begin GIVEN INFORMATION

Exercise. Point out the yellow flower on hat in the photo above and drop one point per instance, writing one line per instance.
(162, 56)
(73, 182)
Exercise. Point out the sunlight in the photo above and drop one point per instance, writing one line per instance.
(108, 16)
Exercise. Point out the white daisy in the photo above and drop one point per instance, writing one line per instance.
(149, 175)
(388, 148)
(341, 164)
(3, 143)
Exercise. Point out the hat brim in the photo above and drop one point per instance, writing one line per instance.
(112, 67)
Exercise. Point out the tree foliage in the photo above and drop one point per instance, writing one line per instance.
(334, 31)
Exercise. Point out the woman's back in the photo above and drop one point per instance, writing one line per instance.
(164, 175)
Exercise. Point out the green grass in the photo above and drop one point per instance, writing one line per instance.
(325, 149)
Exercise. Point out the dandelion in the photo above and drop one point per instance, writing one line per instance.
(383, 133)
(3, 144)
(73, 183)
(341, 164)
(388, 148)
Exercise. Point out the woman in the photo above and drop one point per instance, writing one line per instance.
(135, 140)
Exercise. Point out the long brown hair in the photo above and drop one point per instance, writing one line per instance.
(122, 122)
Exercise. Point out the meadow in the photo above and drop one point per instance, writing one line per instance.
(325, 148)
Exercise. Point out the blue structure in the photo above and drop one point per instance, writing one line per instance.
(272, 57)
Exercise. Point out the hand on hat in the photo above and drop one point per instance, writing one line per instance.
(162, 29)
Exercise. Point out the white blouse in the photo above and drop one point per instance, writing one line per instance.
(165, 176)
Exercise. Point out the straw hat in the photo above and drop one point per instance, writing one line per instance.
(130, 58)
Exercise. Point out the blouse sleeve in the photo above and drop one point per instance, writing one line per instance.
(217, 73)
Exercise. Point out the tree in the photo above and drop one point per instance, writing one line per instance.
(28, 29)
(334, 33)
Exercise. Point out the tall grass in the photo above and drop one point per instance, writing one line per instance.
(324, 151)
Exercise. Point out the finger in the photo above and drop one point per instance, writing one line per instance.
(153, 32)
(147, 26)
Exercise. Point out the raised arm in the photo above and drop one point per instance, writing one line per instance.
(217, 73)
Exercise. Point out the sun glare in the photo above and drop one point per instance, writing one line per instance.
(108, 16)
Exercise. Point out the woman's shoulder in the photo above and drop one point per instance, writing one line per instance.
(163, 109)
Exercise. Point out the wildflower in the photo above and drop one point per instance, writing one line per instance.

end GIVEN INFORMATION

### TASK DESCRIPTION
Copy all of the entries above line by line, without changing a single character.

### ANSWER TO THIS EXERCISE
Exercise. Point out the yellow flower on hat in the photo above and drop one point per instance, writing one line per instance.
(162, 56)
(73, 182)
Exercise. Point out the sunlight in the photo above and drop one point per instance, writing one line per instance.
(108, 16)
Exercise. Point out the white daisy in the photo above and drop one point per instance, writing one line per instance.
(149, 175)
(388, 148)
(341, 164)
(3, 143)
Exercise. Point out the hat brim in the photo above and drop one point per instance, writing one line per instance.
(112, 67)
Exercise. Point out the tree foliage in the photo above and drop one point per instance, writing one line per instance.
(334, 31)
Exercise. Point out the woman's back in the photo above and drop one point per instance, writing one line per instance.
(164, 175)
Exercise. Point out the green grass in the photo above and drop one point per instance, writing one line per instance.
(325, 149)
Exercise. Point out the dandelion in the photo above and drop one point per instance, writing one line per instance.
(383, 133)
(3, 144)
(73, 183)
(341, 164)
(388, 148)
Exercise. Point out the woman in the photo above and drop one point per instance, writing one line per instance.
(135, 140)
Exercise. Point out the long brown hair in the photo above and drop one point per instance, writing one line per instance.
(122, 122)
Exercise. Point out the meadow in the photo above and drop one point per instance, writing one line per instance.
(325, 148)
Exercise. Point out the blue structure in the photo above and drop one point per instance, writing one line per instance.
(272, 57)
Exercise. Point out the hand on hat in the photo above and drop one point per instance, writing one line per instance.
(162, 29)
Exercise. Point out the white blouse in the photo above and drop one point per instance, writing one line per instance.
(165, 176)
Exercise. Point out the straw hat in the photo above and drop one point per instance, writing one line per instance.
(130, 58)
Exercise. Point out the blouse sleeve in the photo above and drop one point per instance, writing one line per instance.
(217, 73)
Exercise. Point out the tree in the photo above and drop one point per instance, writing one line per instance.
(28, 29)
(334, 33)
Exercise. Point out the tall grass in the photo above and drop one point per instance, writing one line per instance.
(324, 151)
Exercise. Point out the finger in the photo above and drop one point per instance, writing one line per instance.
(153, 32)
(147, 26)
Exercise. Point out the raised arm in the photo above and drop one point per instance, writing one line per instance.
(217, 73)
Exercise. Point out the sun glare in the photo above and drop one point per instance, writing one line per instance.
(108, 16)
Exercise. Point out the woman's shoulder in the photo above and drop one point per instance, writing one line per instance.
(163, 109)
Exercise. Point out the wildflower in the photo above and drop one point per instance, writing one line per instance.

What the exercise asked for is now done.